▶ [Goal] Reproduce the part of the passage on KMBC-TV from "KMBC-TV (channel 9)" up to and including "Blue Valley area.", word for word.

KMBC-TV (channel 9) is a television station in Kansas City, Missouri, United States, affiliated with ABC. It is owned by Hearst Television alongside The CW affiliate KCWE (channel 29). The two stations share studios on Winchester Avenue near Swope Park in southeast Kansas City, Missouri; KMBC-TV's transmitter is located at 23rd Street and Topping Avenue, east of downtown in the Blue Valley area.
Channel 9 began broadcasting on August 2, 1953. For the first ten months, two stations operated on the channel: KMBC-TV, associated with KMBC radio, and WHB-TV, the television adjunct of WHB radio. The stations had separate studios and staffs, alternating every 90 minutes on the air, but shared transmitter facilities and an affiliation with CBS. The two stations were combined in 1954 when Cook Paint and Varnish Company, owner of WHB radio and television, bought out KMBC radio and television and retained the KMBC facilities and designation. In 1955, a multi-market affiliation switch by the Meredith Publishing Company forced KMBC-TV to switch from CBS to ABC.
Metromedia acquired the KMBC stations in 1961, selling KMBC radio off in 1967. Under Metromedia, KMBC-TV became a competitive station in the market, at first in non-news programming—where its offerings sometimes resembled one of Metromedia's own independent stations—and later in news in the 1970s. This began to change at the end of the decade, as KCMO-TV (now KCTV) mounted a ratings challenge, and one of Metromedia's last substantive decisions as owner of the station was a watershed. In 1981, KMBC-TV fired anchorwoman Christine Craft after seven months on the air, claiming negative audience acceptance. Believing she was fired because of her looks, which the news director did not like, Craft sued Metromedia in a highly watched sex discrimination case; while she ultimately lost, the trial embarrassed KMBC-TV, whose manager testified that appearance was "at the top of the list" of qualities desired in a news anchor, and spotlighted the unequal treatment of women in TV news.

▶ [Dataset content]
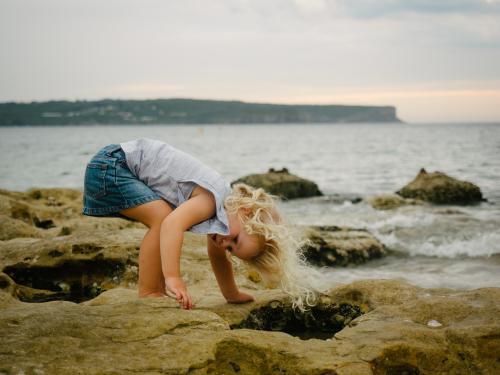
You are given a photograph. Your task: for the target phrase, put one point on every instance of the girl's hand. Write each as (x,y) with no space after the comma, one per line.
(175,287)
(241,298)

...

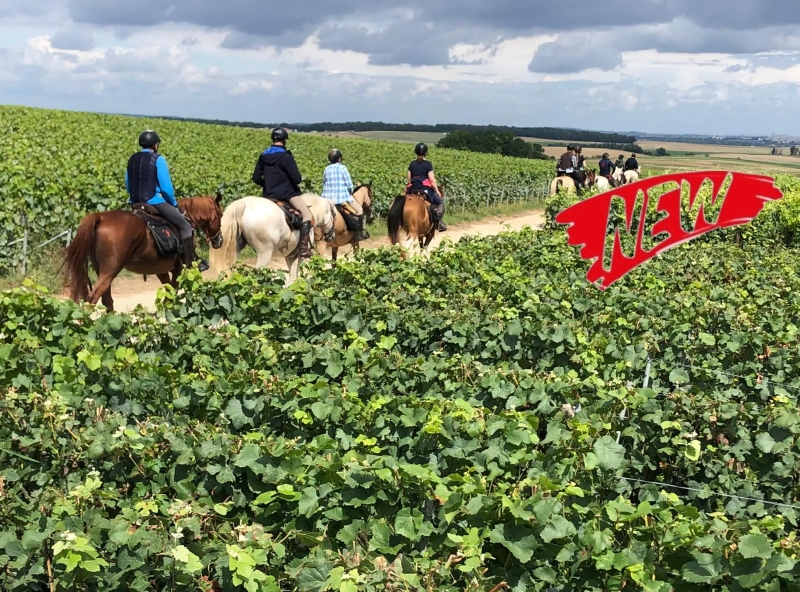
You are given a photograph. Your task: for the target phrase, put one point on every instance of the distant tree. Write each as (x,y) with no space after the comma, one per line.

▶ [Output of the exercise]
KMBC-TV (channel 9) is a television station in Kansas City, Missouri, United States, affiliated with ABC. It is owned by Hearst Television alongside The CW affiliate KCWE (channel 29). The two stations share studios on Winchester Avenue near Swope Park in southeast Kansas City, Missouri; KMBC-TV's transmitter is located at 23rd Street and Topping Avenue, east of downtown in the Blue Valley area.